> **Tarefa proposta 1**
Reproduza na íntegra o texto sobre Proust, sem nenhuma alteração.

> **Trecho do texto**
※ ※ ※
Como Proust pode mudar sua vida (Intrínseca, 2011), de Alain de Botton, é um livrinho ligeiro e com cara de autoajuda, mas que vale uma leitura pelas curiosidades que traz sobre o escritor francês e sua família. Num dos episódios anedóticos do início, ficamos sabendo que Proust certa vez produziu um artigo de cinco páginas em resposta a um breve relato jornalístico sobre um matricídio: o criminoso, Henri van Blarenberghe, era amigo do autor e, logo após cometer o crime, também se matou.
A meditação proustiana sobre o aspecto trágico da natureza humana mostra o lado profundo daquilo que superficialmente poderia ser rotulado como “loucura” pelo apressado leitor do jornal. Como diz De Botton, “boa parte da literatura e do teatro não teria nos dito nada se tivéssemos nos deparado com seu tema sob a forma de uma notícia breve durante o café da manhã”.
Proust, com seu estilo antissintético (confiram todos os volumes de Em busca do tempo perdido), reitera a lição de que avançar lentamente torna as coisas mais interessantes e pode, inclusive, inspirar mais compaixão. Hoje, quando a velocidade é considerada virtude, desenvolvemos o vício da rapidez em tudo: estimulados pela internet, somos a cada instante excitados, invadidos por comunicações ou anúncios (que nos apressamos em dispensar). Os conteúdos se impõem, bruscos e vazios; mergulhados num constante assalto dos sentidos, andamos aos pulos, num ritmo fugaz e automatizado. Levamos uma vida cada vez menos filosófica, sem espaço para debates longos, sem permissão para contemplar o mundo.
※ ※ ※
> **Dados a usar**
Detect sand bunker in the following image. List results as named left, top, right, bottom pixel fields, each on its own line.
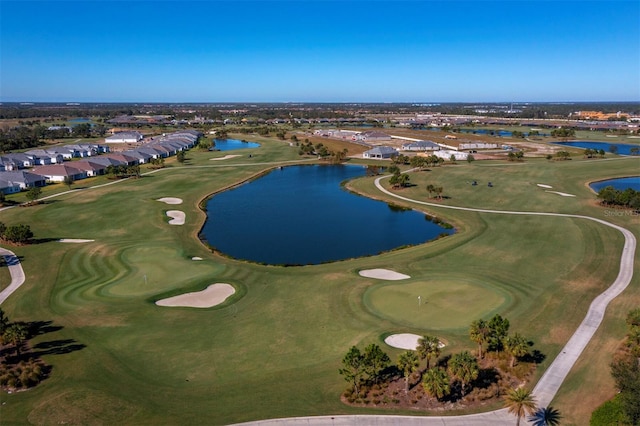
left=158, top=197, right=182, bottom=204
left=359, top=269, right=411, bottom=281
left=167, top=210, right=186, bottom=225
left=156, top=283, right=236, bottom=308
left=384, top=333, right=444, bottom=351
left=209, top=154, right=240, bottom=161
left=545, top=191, right=575, bottom=197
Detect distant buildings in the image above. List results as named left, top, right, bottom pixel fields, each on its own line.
left=362, top=146, right=398, bottom=160
left=0, top=130, right=202, bottom=194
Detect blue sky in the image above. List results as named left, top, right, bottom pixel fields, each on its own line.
left=0, top=0, right=640, bottom=102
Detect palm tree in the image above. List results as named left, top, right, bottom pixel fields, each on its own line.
left=449, top=351, right=480, bottom=395
left=427, top=183, right=436, bottom=198
left=503, top=333, right=529, bottom=368
left=469, top=319, right=491, bottom=359
left=398, top=351, right=420, bottom=393
left=504, top=388, right=536, bottom=426
left=416, top=336, right=440, bottom=370
left=422, top=368, right=451, bottom=399
left=3, top=323, right=27, bottom=357
left=529, top=406, right=562, bottom=426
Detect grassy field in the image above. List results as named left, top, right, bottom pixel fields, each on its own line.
left=0, top=136, right=640, bottom=425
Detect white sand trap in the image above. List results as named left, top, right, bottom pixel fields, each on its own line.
left=158, top=197, right=182, bottom=204
left=384, top=333, right=445, bottom=351
left=167, top=210, right=186, bottom=225
left=359, top=269, right=411, bottom=281
left=544, top=191, right=575, bottom=197
left=156, top=283, right=236, bottom=308
left=209, top=154, right=240, bottom=161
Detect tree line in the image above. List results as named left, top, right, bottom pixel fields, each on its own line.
left=0, top=308, right=50, bottom=390
left=339, top=314, right=558, bottom=424
left=0, top=222, right=33, bottom=244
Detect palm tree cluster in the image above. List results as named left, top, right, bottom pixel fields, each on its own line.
left=0, top=308, right=46, bottom=389
left=469, top=314, right=530, bottom=368
left=339, top=315, right=535, bottom=417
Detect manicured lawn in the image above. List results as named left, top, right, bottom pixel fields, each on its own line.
left=0, top=136, right=640, bottom=424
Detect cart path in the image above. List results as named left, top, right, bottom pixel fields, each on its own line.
left=0, top=247, right=24, bottom=305
left=234, top=176, right=636, bottom=426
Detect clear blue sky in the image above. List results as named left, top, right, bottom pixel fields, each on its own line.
left=0, top=0, right=640, bottom=102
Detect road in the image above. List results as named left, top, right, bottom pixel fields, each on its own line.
left=234, top=176, right=636, bottom=426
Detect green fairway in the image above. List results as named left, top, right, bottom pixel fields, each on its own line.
left=0, top=138, right=640, bottom=424
left=364, top=274, right=509, bottom=330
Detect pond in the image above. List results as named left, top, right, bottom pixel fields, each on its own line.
left=213, top=139, right=260, bottom=151
left=553, top=141, right=640, bottom=155
left=201, top=165, right=454, bottom=265
left=589, top=176, right=640, bottom=192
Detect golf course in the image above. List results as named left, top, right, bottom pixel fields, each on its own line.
left=0, top=136, right=640, bottom=425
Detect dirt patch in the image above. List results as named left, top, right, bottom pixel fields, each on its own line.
left=158, top=197, right=182, bottom=204
left=359, top=269, right=411, bottom=281
left=156, top=283, right=236, bottom=308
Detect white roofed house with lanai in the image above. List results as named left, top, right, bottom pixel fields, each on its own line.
left=362, top=146, right=398, bottom=160
left=400, top=141, right=440, bottom=151
left=104, top=132, right=144, bottom=143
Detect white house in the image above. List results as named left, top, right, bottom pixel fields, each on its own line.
left=433, top=150, right=469, bottom=161
left=401, top=141, right=440, bottom=151
left=353, top=130, right=391, bottom=142
left=104, top=132, right=144, bottom=143
left=362, top=146, right=398, bottom=159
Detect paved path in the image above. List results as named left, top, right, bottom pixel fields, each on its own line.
left=235, top=176, right=636, bottom=426
left=0, top=247, right=24, bottom=305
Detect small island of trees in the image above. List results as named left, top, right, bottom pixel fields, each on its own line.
left=339, top=315, right=544, bottom=416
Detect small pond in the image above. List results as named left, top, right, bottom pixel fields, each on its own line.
left=553, top=141, right=640, bottom=155
left=201, top=165, right=454, bottom=265
left=589, top=176, right=640, bottom=192
left=213, top=139, right=260, bottom=151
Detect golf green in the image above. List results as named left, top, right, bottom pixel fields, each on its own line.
left=364, top=276, right=511, bottom=330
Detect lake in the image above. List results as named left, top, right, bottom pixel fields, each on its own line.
left=201, top=165, right=454, bottom=265
left=214, top=139, right=260, bottom=151
left=589, top=176, right=640, bottom=192
left=553, top=141, right=640, bottom=155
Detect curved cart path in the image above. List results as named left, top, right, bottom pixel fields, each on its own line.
left=0, top=247, right=24, bottom=305
left=235, top=176, right=636, bottom=426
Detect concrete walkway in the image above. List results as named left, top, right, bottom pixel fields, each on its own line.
left=234, top=176, right=636, bottom=426
left=0, top=247, right=24, bottom=305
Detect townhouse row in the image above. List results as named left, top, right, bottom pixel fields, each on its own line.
left=0, top=130, right=202, bottom=194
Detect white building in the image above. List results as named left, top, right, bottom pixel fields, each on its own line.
left=433, top=149, right=469, bottom=161
left=104, top=132, right=144, bottom=143
left=362, top=146, right=398, bottom=160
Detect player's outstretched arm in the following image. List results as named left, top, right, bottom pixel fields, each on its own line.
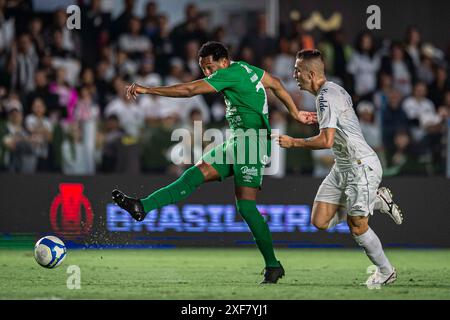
left=261, top=72, right=317, bottom=124
left=126, top=80, right=216, bottom=99
left=276, top=128, right=336, bottom=150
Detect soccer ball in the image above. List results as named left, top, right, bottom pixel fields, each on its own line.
left=34, top=236, right=67, bottom=269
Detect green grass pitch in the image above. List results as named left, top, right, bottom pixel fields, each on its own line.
left=0, top=248, right=450, bottom=300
※ ※ ※
> **Tarefa proposta 2**
Transcreva das entradas somente o trecho que vai da linha que contém "Detect cart path" até a linha que contém "left=364, top=274, right=509, bottom=330", incluindo as duas.

> **Solução 1**
Como Proust pode mudar sua vida (Intrínseca, 2011), de Alain de Botton, é um livrinho ligeiro e com cara de autoajuda, mas que vale uma leitura pelas curiosidades que traz sobre o escritor francês e sua família. Num dos episódios anedóticos do início, ficamos sabendo que Proust certa vez produziu um artigo de cinco páginas em resposta a um breve relato jornalístico sobre um matricídio: o criminoso, Henri van Blarenberghe, era amigo do autor e, logo após cometer o crime, também se matou.
A meditação proustiana sobre o aspecto trágico da natureza humana mostra o lado profundo daquilo que superficialmente poderia ser rotulado como “loucura” pelo apressado leitor do jornal. Como diz De Botton, “boa parte da literatura e do teatro não teria nos dito nada se tivéssemos nos deparado com seu tema sob a forma de uma notícia breve durante o café da manhã”.
Proust, com seu estilo antissintético (confiram todos os volumes de Em busca do tempo perdido), reitera a lição de que avançar lentamente torna as coisas mais interessantes e pode, inclusive, inspirar mais compaixão. Hoje, quando a velocidade é considerada virtude, desenvolvemos o vício da rapidez em tudo: estimulados pela internet, somos a cada instante excitados, invadidos por comunicações ou anúncios (que nos apressamos em dispensar). Os conteúdos se impõem, bruscos e vazios; mergulhados num constante assalto dos sentidos, andamos aos pulos, num ritmo fugaz e automatizado. Levamos uma vida cada vez menos filosófica, sem espaço para debates longos, sem permissão para contemplar o mundo.

> **Solução 2**
Detect cart path in the image above. List results as named left, top, right, bottom pixel fields, each on its own line.
left=0, top=247, right=24, bottom=305
left=234, top=176, right=636, bottom=426
Detect clear blue sky in the image above. List results as named left, top, right, bottom pixel fields, each on its own line.
left=0, top=0, right=640, bottom=102
Detect road in the image above. List results as named left, top, right, bottom pixel fields, each on its own line.
left=234, top=176, right=636, bottom=426
Detect green fairway in the image above. List results as named left, top, right, bottom pixel fields, each on its own line.
left=0, top=138, right=640, bottom=424
left=364, top=274, right=509, bottom=330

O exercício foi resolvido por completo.